*Problems to work on*.
a: Do these statements agree with the post on the Sokol Affair below? Answer yes or no for each, quoting the deciding words. (i) The Q&A session lasted six hours. (ii) Buffett answered some Sokol-related questions with "no comment." (iii) The meeting in Omaha was attended by 36,000 Berkshire shareholders.
b: According to the post on the Sokol Affair below, where was the adjective "ruthlessness" in the shareholder's question lifted from?

*Excerpted text*.
▬▬▬
Sunday, July 10, 2011

Munger’s Revenge, Part VI: What Bothers People

“What I think bothers people is that there wasn’t some big sense of outrage or something in the [press] release, and, you know, I plead guilty to that.”
—Warren Buffett, Berkshire Hathaway shareholder meeting, April 30, 2011.

 “The facts were complicated, and we didn’t foresee appropriately the natural reaction.  But I would argue that you don’t want to make important decisions in anger.  You want to display as much ruthlessness as your duty requires, and you do not want to add one single iota because you’re angry.”
—Charlie Munger.

 Thus two longtime business partners summed up their disconcertingly un-Berkshire-like handling of the David Sokol Affair in front of 36,000 Berkshire shareholders in Omaha this spring.
 Of the two, Charlie Munger came closer to answering the question than Warren Buffett, who used the old politician’s trick of phrasing the question that he wanted to answer, rather than the one that was asked.
 While Buffett held nothing back about the Sokol Affair throughout the six-hour Q&A session—fielding every Sokol-related question without a pause or a ‘no comment’—the question that was actually asked was not about Buffett’s lack of “outrage” in the press release.  It was about Buffett’s lack of “ruthlessness”—an adjective lifted straight from his Salomon Brothers Congressional testimony that is played for shareholders before the start of every annual meeting: “Lose money for the firm and I will be understanding/Lose one shred of reputation and I will be ruthless.”
▬▬▬
*Records*.
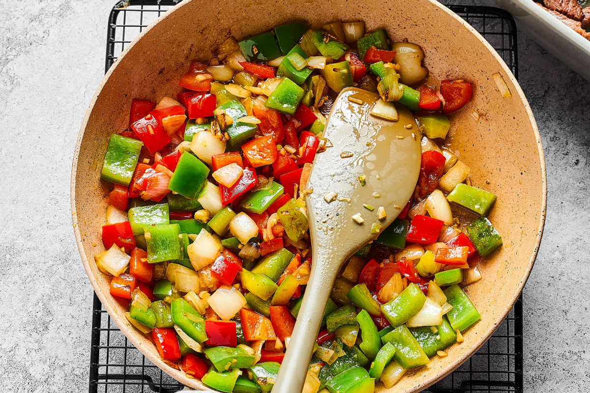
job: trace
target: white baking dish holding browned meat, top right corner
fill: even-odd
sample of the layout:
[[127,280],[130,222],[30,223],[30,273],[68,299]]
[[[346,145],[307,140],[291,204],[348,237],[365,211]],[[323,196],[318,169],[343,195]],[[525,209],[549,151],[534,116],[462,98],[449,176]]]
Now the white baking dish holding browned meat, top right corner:
[[573,71],[590,81],[590,41],[585,39],[533,0],[496,0],[533,38]]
▬▬▬
*Solved problems*.
a:
(i) Yes: "throughout the six-hour Q&A session"
(ii) No: "fielding every Sokol-related question without a pause or a ‘no comment’"
(iii) Yes: "in front of 36,000 Berkshire shareholders in Omaha this spring"

b: It was lifted from Buffett's Salomon Brothers Congressional testimony, which is played for shareholders before the start of every annual meeting.